'Pallak: A Journey to the Ancient Heritage of Kerala' by Uru Consulting
Uru Consulting's journey with their project “Pallak” started where the youngest son of a family in Kottakkal, Kerala, received a plot spanning two acres along with the ancestral house in his name after partition.
The word Pallak in Malayalam means Palanquin, a covered litter carried by an even number of bearers. Uru Consulting's journey with their project “Pallak” started where the youngest son of a family in Kottakkal, Kerala, received a plot spanning two acres along with the ancestral house in his name after partition. As he approached Team Uru, the client’s lack of interest in living in a 12000 square feet house of antiquity was inter-twined with the nuclear family’s perception of an urban lifestyle. Nevertheless, he did not want to let go of the property.
The conundrum was to be solved by a wonderful idea: Considering the value of medical tourism in Kottakkal, a place renowned for its Ayurvedic heritage, transform the property into an Ayurvedic resort. Thus, with a stringent budget, the project was to be materialized in two phases: 1 acre for each phase.

INFORMATION SUPPLIED:
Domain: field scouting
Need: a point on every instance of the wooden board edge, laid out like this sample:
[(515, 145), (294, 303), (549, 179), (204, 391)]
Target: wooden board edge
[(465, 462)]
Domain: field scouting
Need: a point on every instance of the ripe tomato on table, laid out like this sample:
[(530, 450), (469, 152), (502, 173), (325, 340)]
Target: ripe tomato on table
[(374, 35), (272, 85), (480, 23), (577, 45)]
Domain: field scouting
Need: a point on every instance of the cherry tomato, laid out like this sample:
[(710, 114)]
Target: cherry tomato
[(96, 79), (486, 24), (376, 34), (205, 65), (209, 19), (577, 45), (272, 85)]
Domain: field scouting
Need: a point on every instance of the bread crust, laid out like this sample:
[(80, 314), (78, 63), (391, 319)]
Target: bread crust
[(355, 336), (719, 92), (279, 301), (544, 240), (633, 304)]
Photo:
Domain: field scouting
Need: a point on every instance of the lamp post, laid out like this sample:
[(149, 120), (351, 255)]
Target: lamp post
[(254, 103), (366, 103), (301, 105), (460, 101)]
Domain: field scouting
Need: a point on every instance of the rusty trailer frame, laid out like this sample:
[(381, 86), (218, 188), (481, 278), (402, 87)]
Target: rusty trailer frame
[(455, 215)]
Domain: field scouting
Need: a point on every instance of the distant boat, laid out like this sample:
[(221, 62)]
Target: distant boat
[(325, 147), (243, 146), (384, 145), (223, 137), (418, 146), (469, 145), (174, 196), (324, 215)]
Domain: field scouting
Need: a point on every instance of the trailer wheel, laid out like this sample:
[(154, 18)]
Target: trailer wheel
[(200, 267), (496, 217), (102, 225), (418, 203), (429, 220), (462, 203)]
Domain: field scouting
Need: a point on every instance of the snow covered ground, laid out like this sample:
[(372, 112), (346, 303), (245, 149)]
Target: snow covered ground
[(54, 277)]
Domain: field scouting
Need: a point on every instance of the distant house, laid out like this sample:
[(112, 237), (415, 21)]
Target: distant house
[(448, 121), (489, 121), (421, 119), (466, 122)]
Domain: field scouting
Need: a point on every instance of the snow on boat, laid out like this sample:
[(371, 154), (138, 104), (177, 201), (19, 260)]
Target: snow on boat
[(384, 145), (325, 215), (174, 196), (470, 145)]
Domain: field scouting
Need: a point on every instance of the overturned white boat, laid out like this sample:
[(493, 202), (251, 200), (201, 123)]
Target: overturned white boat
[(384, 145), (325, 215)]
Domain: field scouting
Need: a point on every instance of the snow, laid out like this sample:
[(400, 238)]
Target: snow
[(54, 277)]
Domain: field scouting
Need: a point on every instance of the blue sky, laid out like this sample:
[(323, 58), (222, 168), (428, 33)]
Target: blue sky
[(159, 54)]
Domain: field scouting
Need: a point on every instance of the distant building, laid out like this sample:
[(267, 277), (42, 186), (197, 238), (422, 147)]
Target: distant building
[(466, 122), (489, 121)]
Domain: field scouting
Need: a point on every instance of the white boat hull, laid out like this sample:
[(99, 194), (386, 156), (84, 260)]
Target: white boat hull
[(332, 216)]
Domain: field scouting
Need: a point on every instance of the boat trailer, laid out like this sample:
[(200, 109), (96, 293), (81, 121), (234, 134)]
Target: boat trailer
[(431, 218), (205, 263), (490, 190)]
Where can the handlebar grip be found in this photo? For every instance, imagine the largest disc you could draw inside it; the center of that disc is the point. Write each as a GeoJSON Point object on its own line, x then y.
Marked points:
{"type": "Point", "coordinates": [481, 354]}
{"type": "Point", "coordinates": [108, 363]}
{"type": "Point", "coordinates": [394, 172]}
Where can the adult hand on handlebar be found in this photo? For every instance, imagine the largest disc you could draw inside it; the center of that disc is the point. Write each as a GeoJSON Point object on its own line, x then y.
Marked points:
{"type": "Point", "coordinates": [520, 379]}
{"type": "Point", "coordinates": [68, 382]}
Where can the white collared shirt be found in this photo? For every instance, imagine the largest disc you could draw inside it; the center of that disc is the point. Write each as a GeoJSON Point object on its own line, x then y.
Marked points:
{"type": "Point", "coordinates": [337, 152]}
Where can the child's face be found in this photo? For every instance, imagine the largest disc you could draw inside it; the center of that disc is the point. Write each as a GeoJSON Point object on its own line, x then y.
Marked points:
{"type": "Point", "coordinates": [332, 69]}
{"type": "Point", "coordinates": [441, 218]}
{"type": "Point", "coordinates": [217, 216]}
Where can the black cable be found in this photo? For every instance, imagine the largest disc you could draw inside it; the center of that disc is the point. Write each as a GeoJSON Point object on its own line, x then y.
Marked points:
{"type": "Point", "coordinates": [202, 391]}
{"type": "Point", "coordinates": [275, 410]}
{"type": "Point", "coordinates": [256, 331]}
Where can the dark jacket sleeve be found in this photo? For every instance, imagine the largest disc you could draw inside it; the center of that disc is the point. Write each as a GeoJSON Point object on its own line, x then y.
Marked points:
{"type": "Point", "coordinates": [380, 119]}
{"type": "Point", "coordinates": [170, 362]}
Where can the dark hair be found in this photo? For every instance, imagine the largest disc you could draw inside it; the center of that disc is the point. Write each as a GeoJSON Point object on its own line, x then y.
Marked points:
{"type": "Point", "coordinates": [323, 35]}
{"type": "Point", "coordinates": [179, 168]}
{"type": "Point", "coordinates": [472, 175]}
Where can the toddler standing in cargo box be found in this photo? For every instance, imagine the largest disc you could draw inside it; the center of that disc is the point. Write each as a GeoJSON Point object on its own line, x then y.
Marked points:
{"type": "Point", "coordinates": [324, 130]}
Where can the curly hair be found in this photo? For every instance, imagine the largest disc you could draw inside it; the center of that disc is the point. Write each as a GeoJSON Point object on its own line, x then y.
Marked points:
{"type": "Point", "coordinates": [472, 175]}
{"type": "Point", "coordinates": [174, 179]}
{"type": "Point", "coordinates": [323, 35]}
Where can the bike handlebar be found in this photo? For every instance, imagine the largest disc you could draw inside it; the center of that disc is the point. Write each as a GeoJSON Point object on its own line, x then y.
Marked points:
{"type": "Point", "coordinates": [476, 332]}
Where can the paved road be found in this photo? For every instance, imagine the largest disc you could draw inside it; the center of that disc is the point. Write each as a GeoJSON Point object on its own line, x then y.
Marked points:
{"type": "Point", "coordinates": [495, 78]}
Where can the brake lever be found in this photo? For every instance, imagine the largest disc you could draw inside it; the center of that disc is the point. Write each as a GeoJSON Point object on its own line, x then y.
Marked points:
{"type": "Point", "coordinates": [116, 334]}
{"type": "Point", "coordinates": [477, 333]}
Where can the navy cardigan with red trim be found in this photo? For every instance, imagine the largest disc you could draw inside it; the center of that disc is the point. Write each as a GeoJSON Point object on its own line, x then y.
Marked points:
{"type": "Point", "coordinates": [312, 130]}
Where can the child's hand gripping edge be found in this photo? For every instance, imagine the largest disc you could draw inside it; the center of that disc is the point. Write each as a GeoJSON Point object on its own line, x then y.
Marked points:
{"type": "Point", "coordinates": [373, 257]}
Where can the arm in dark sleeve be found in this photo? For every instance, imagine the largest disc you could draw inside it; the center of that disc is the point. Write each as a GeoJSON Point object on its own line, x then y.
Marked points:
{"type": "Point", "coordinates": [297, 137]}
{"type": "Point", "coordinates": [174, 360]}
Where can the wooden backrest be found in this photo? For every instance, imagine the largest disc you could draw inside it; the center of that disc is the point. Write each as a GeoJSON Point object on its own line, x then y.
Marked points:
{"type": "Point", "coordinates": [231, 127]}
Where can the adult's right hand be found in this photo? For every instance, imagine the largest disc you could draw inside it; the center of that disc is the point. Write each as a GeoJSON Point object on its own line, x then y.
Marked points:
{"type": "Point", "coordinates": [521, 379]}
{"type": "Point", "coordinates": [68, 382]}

ACTIONS TO TAKE:
1. According to the text about the Pallak project, how many phases was the project to be built in, and how much land did each phase cover?
2. Based on the text about the Pallak project, explain why the plan was to turn the property into an Ayurvedic resort.
3. Carry on the text about the Pallak project, starting after its last sentence.

ANSWERS TO THIS EXERCISE:
1. Two phases, with one acre for each phase.

2. The client had no interest in living in the 12,000-square-foot old house because his family preferred an urban lifestyle, but he also did not want to give up the property. Kottakkal is known for its Ayurvedic heritage, so the value of medical tourism there made a resort a good way to keep the property.

3.
A “Nalukettu”: Home to Hospitality:
The multipurpose amphitheater was intended not only to thrill the visitors with enthralling performances of Kerala art forms, but also to calm them with Yoga training. The treatment area and related amenities were conceived inside the “Nalukettu”. It was an arduous process turning the traditional house that basked in its antiquity and rooms that did not welcome even light in, to a hospitable space for patients and other guests. Safder (Principal Consultant and Designer, Uru) talks about the challenges and how Team Uru tackled them working on the interior of the “Nalukettu”. “One of the main constraints was the narrow rooms without either proper ventilation or bathrooms. We provided attached bathrooms for every room. When we found defects in the timber structure, we solved it by using girders. With advanced technology of waterproofing, the dampness issue was covered. Sometimes, we also merged two adjacent rooms to make a spacious and well-lighted room.
Small doors, and steps also were challenges considering the function of the Ayurvedic treatment. Ramps were created in order to make the movement of wheelchairs possible. During the renovation and landscaping, we were specific about keeping the contours unchanged, and gave pathways of laterite stones connecting different levels. Amphitheatre is the only exception where we enabled steps as part of the design.” Even the unused, eerie attic was worked out into a fairy-tale-like space by giving it a proper access through stairs. The plumbing was another hard work that found fulfilment and so was replacing all the interlock tiles with laterite ones with the only exception of tandoor stones as stepping stones. One can sense how Team Uru envisaged Pallak as a home to hospitality.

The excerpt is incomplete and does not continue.